▸ **The exercise**: Output the lines below as a JSON list of strings, one string per line with blank lines omitted. Start at the line containing "Would you kindly mark the eye in" and continue through the last line of the records.

--- start Provided information ---

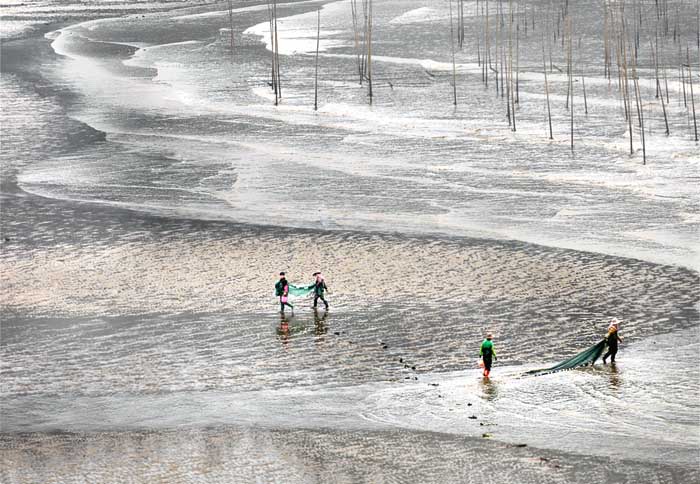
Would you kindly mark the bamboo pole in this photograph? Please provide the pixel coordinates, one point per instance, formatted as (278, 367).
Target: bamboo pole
(318, 42)
(277, 52)
(369, 50)
(230, 21)
(452, 46)
(546, 89)
(692, 96)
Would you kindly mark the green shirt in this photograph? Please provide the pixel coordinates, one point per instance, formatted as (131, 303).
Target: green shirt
(487, 348)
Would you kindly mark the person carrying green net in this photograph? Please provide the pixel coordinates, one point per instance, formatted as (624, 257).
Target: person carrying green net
(488, 354)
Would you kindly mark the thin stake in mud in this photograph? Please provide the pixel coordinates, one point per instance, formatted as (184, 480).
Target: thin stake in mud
(230, 21)
(369, 49)
(452, 46)
(318, 41)
(546, 90)
(692, 96)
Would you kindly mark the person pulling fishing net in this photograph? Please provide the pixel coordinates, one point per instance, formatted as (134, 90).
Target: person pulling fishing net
(285, 291)
(612, 338)
(487, 353)
(589, 356)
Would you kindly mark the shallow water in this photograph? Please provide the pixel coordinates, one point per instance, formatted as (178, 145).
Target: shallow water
(146, 218)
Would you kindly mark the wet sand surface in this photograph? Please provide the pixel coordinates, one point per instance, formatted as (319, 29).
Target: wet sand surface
(144, 344)
(243, 455)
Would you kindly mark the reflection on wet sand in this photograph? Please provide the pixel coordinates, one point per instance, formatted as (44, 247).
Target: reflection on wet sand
(489, 389)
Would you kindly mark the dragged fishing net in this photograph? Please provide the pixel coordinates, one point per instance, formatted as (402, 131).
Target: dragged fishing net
(587, 357)
(296, 292)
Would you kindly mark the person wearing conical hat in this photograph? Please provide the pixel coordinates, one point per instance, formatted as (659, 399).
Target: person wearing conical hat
(612, 338)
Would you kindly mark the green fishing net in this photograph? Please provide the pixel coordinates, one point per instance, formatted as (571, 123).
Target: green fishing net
(587, 357)
(299, 291)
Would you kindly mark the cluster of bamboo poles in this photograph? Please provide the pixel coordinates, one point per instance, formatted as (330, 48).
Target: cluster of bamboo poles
(498, 25)
(275, 82)
(497, 49)
(362, 31)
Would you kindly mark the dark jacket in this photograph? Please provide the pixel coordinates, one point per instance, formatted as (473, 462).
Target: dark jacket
(281, 287)
(320, 287)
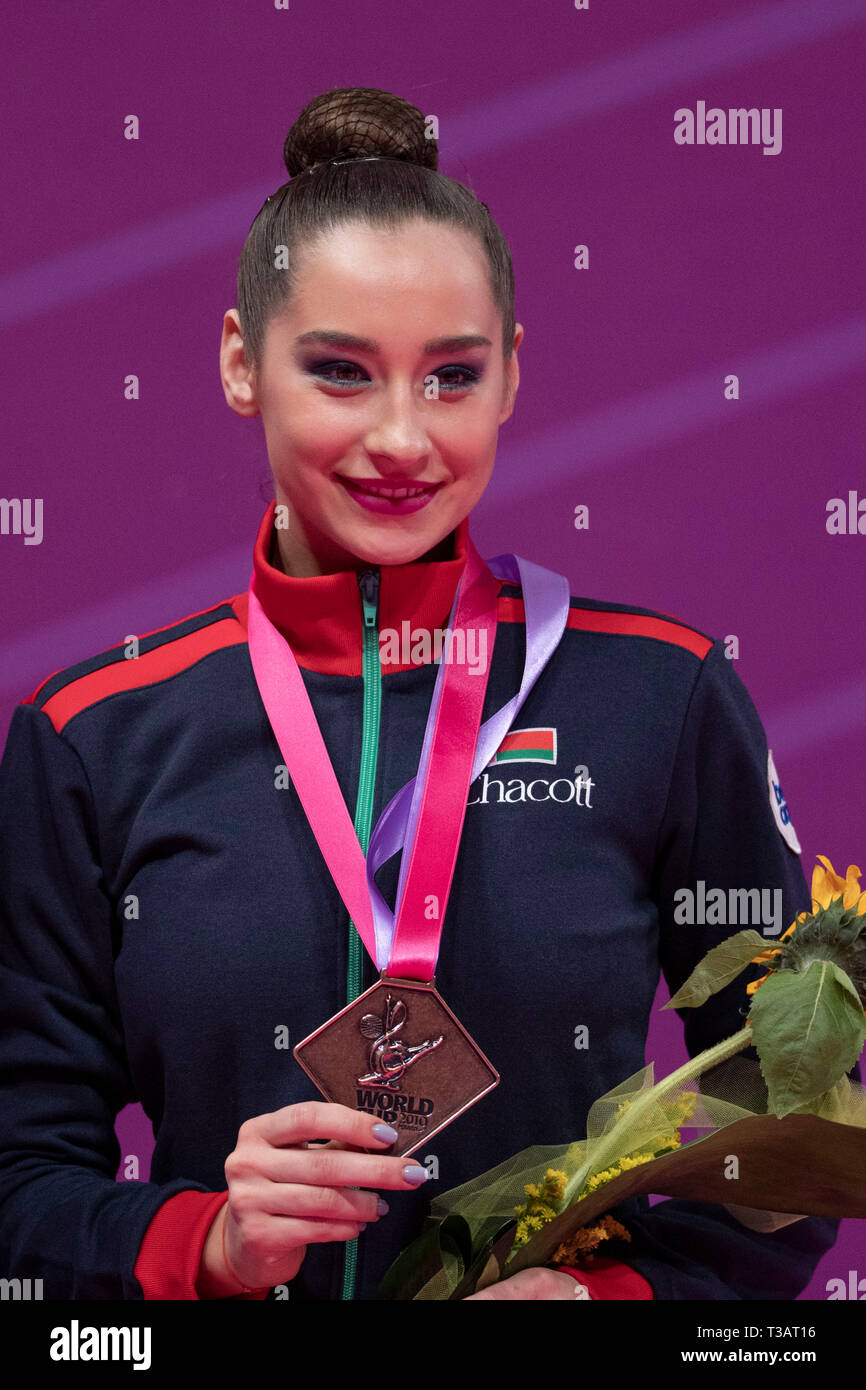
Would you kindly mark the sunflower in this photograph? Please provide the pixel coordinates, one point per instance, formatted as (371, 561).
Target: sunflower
(834, 930)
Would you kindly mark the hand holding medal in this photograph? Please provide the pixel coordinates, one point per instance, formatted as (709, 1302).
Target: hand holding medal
(362, 1057)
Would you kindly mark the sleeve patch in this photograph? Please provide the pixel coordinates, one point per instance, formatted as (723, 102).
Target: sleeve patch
(780, 808)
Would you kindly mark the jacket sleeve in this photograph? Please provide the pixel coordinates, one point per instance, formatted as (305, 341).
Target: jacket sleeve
(63, 1066)
(720, 827)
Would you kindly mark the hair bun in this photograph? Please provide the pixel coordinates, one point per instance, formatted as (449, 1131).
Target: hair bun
(357, 121)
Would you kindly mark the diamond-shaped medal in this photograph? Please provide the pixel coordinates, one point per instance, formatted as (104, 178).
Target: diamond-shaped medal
(399, 1055)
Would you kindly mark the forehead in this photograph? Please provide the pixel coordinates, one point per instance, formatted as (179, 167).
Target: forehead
(421, 270)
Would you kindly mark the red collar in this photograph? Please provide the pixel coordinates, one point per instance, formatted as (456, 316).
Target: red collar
(321, 616)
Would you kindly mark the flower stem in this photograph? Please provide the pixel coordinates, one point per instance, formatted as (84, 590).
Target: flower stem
(695, 1065)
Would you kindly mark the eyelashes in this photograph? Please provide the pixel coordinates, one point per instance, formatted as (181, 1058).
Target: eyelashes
(328, 371)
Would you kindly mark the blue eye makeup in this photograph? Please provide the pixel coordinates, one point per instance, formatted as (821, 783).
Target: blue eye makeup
(455, 377)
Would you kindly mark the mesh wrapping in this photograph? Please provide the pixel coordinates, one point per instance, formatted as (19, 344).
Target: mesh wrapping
(357, 121)
(816, 1165)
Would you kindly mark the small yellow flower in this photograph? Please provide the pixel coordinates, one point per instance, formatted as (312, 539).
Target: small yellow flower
(542, 1204)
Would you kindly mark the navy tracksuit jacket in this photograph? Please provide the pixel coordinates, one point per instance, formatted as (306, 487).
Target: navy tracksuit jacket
(166, 912)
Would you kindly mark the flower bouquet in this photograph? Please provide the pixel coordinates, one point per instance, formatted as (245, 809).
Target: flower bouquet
(793, 1112)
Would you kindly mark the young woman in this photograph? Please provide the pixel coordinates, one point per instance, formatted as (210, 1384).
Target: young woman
(171, 927)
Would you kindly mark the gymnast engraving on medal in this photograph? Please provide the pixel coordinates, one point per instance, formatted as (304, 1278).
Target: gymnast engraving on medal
(389, 1057)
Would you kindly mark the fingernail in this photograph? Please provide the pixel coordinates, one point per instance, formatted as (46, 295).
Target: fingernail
(413, 1173)
(385, 1133)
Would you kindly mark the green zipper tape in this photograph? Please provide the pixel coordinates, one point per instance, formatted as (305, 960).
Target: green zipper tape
(369, 583)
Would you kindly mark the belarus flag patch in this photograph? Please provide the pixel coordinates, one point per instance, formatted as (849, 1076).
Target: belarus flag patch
(527, 745)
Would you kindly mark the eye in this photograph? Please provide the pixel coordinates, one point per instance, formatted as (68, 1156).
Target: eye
(338, 373)
(458, 377)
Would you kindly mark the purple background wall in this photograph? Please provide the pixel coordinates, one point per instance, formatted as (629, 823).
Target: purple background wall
(704, 260)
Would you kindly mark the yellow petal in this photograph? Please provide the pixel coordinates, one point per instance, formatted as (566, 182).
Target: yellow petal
(826, 883)
(751, 987)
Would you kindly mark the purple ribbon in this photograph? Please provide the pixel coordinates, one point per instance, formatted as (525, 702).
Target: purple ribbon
(545, 598)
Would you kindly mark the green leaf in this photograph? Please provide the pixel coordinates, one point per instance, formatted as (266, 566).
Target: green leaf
(808, 1029)
(424, 1258)
(717, 968)
(495, 1248)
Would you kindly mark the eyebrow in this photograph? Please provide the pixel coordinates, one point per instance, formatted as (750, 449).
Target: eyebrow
(434, 345)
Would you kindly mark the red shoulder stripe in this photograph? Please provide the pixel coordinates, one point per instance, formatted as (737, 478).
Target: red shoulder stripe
(127, 674)
(630, 624)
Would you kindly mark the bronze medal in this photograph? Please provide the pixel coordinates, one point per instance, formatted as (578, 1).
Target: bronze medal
(398, 1054)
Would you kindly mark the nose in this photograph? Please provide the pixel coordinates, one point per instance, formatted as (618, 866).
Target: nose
(396, 434)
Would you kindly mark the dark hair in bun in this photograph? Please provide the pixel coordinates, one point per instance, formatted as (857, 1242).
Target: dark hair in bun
(402, 182)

--- end Provided information ---

▸ **Answer in full**:
[
  "Would you kindly mark the eye in this photograph? Please provide the pixel coordinates, one point per instance, formatted as (68, 1156).",
  "Target: eye",
  "(338, 373)",
  "(458, 377)",
  "Would you kindly mark the purple background wall in this photograph? Please provide the pixel coordinates, one point per instance, formatted as (629, 823).",
  "Target: purple background wall",
  "(704, 260)",
  "Would you kindly mark the yellow petal in this photograph? Please provide the pixel coordinates, one point per instance, formatted as (566, 182).",
  "Target: yellow petal",
  "(826, 883)",
  "(751, 987)",
  "Would you kindly mark the purple ribbon in this photograph? Please provide the pixel coordinates, one point per instance, formatted as (525, 702).",
  "Target: purple ribbon",
  "(545, 598)",
  "Would you kindly mark the green leaf in this photograph? Please provide the pixel coordinates, one point per instance, formatted as (266, 566).",
  "Target: green leaf",
  "(808, 1029)",
  "(424, 1258)",
  "(717, 968)",
  "(495, 1248)",
  "Would you kindly mark the eyebrow in this photograph? Please provide the pixel coordinates, one point per instance, formatted as (750, 449).",
  "Target: eyebrow",
  "(434, 345)",
  "Would you kindly mark the red shoulder stripe in this photograph? Please provide the pixel coordinates, one point per instance, formatted as (737, 478).",
  "Target: red shoulder stripe",
  "(127, 674)",
  "(630, 624)",
  "Would you kindly mark the bronze medal in this photograph? Please provide the pixel coordinates, one point per instance, formatted as (578, 1).",
  "Target: bronze medal",
  "(398, 1054)",
  "Would you kindly mark the nose in this photograph? Please provide the pixel coordinates, one point per instance, formatted as (618, 866).",
  "Target: nose",
  "(396, 434)",
  "Would you kindly mark the dark hair in bun in this photograph? Please provide the pixel coordinates, one point per instance, formatted as (857, 1242).",
  "Target: dark hair in bun",
  "(402, 182)"
]